*** Given passage
It was 24 years ago today I bought the Luxurious Pimplebutt Estate.  The mortgage was finally paid in 2005.  I made the last payment at the same bank branch I closed the deal back then.  When I handed over the last check, I kinda expected a balloon drop and confetti cannons and a lovely young woman wearing a one piece bathing suit and a sash to come out and congratulate me.  None of that happened, except in my imagination.

I clearly remember the day of the closing.  I had never bought a house and I was apprehensive (that's an understatement.  I was scared blind!)  I never knew how many times I would have to sign my name to so many different documents.  The process was stupefying.  

After all the rigamorall, I rose to leave.  The closing officer rose from behind her desk and followed me out.  The bank offices were laid out by someone who might have designed casinos before taking the bank office commission.  There was no clear way out of there and plenty of opportunities to make the wrong turn.  And I took advantage of every one of those opportunities!

After making a left when I should have turned right for what seemed to be the fifth time, I turned to the closing officer and said "Who ever designed your offices must have got a lot of D's in Architecture School!"

She gave me a cold glare and said, "My husband designed this addition to the bank."

Yikes!  I'm glad the ink was dry on all those documents!


----------



## Jughead (May 2, 2014)




----------



## Derideo_Te (May 2, 2014)

Nosmo King said:


> It was 24 years ago today I bought the Luxurious Pimplebutt Estate.  The mortgage was finally paid in 2005.  I made the last payment at the same bank branch I closed the deal back then.  When I handed over the last check, I kinda expected a balloon drop and confetti cannons and a lovely young woman wearing a one piece bathing suit and a sash to come out and congratulate me.  None of that happened, except in my imagination.
> 
> I clearly remember the day of the closing.  I had never bought a house and I was apprehensive (that's an understatement.  I was scared blind!)  I never knew how many times I would have to sign my name to so many different documents.  The process was stupefying.
> 
> ...



 There are plenty of bad architects out there. The most basic lesson that I was taught was that a home is a machine for living in. When you think of it in that way then the design becomes easy. Yes, I have designed 2 of my own homes. 

Offices are much the same concept and making them inefficient is not a good idea. Ikea stores are laid out with a one way traffic pattern. Great if you understand the concept but seriously frustrating if all you want to do is get in and out quickly.
******
*** Exercise data
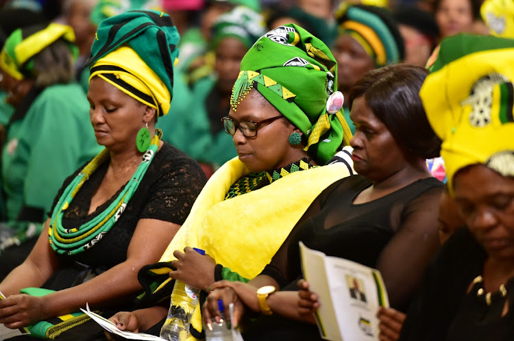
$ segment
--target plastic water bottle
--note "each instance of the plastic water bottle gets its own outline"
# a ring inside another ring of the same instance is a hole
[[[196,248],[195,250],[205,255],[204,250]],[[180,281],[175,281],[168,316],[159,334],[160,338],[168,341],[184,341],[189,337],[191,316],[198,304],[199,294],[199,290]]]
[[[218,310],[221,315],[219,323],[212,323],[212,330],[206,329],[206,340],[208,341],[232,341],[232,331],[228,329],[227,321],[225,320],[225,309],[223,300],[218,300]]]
******
*** Exercise data
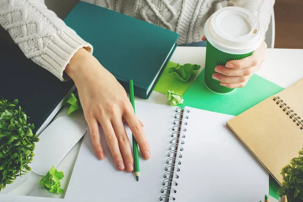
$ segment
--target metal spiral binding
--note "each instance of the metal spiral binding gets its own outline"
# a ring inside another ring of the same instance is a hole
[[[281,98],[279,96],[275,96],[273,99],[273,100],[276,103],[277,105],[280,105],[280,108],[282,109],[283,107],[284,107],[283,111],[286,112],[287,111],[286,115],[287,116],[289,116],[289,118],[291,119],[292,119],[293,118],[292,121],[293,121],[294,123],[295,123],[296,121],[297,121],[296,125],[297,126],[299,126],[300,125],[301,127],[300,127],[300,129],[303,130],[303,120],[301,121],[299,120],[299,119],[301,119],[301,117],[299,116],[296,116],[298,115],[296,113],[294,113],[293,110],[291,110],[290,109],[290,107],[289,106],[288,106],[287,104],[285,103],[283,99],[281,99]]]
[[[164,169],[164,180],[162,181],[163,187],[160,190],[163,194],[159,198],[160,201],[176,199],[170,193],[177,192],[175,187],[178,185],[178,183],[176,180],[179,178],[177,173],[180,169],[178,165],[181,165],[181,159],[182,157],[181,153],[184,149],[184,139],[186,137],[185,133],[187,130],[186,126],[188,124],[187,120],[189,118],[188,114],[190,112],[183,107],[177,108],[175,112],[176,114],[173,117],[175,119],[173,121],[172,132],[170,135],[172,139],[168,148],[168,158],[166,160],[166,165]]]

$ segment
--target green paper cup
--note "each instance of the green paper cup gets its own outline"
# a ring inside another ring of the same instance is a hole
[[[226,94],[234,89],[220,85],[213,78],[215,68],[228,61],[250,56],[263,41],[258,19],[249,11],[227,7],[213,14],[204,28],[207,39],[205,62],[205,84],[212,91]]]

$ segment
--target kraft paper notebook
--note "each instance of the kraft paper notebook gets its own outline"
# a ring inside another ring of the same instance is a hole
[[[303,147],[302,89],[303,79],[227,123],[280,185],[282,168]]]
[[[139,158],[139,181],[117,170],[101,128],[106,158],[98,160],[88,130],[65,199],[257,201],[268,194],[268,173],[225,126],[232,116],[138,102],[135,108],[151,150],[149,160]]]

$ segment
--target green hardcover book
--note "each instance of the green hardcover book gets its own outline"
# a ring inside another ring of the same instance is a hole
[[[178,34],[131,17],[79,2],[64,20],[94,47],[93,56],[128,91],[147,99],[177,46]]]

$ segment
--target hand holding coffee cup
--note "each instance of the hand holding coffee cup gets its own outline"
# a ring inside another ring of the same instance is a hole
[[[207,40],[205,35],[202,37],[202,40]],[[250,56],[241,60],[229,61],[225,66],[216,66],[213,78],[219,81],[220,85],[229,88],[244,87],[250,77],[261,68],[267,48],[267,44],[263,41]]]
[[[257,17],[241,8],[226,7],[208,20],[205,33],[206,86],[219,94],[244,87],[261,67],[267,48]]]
******
> Problems to work on
a) Answer these questions about the forum thread, one line each:
(i) In what year was the mortgage finally paid?
(ii) Who designed the addition to the bank?
(iii) How are Ikea stores laid out?
b) In the forum thread, rename "machine" to "tool" in the part between "There are plenty" and "my own homes.", inclusive, and write out that part with the change.
c) Translate this sentence from the forum thread into Spanish: "Offices are much the same concept and making them inefficient is not a good idea."

> Numbered responses
a)
(i) 2005
(ii) The closing officer's husband
(iii) With a one way traffic pattern

b)
There are plenty of bad architects out there. The most basic lesson that I was taught was that a home is a tool for living in. When you think of it in that way then the design becomes easy. Yes, I have designed 2 of my own homes.

c) Las oficinas siguen más o menos el mismo concepto, y hacerlas ineficientes no es una buena idea.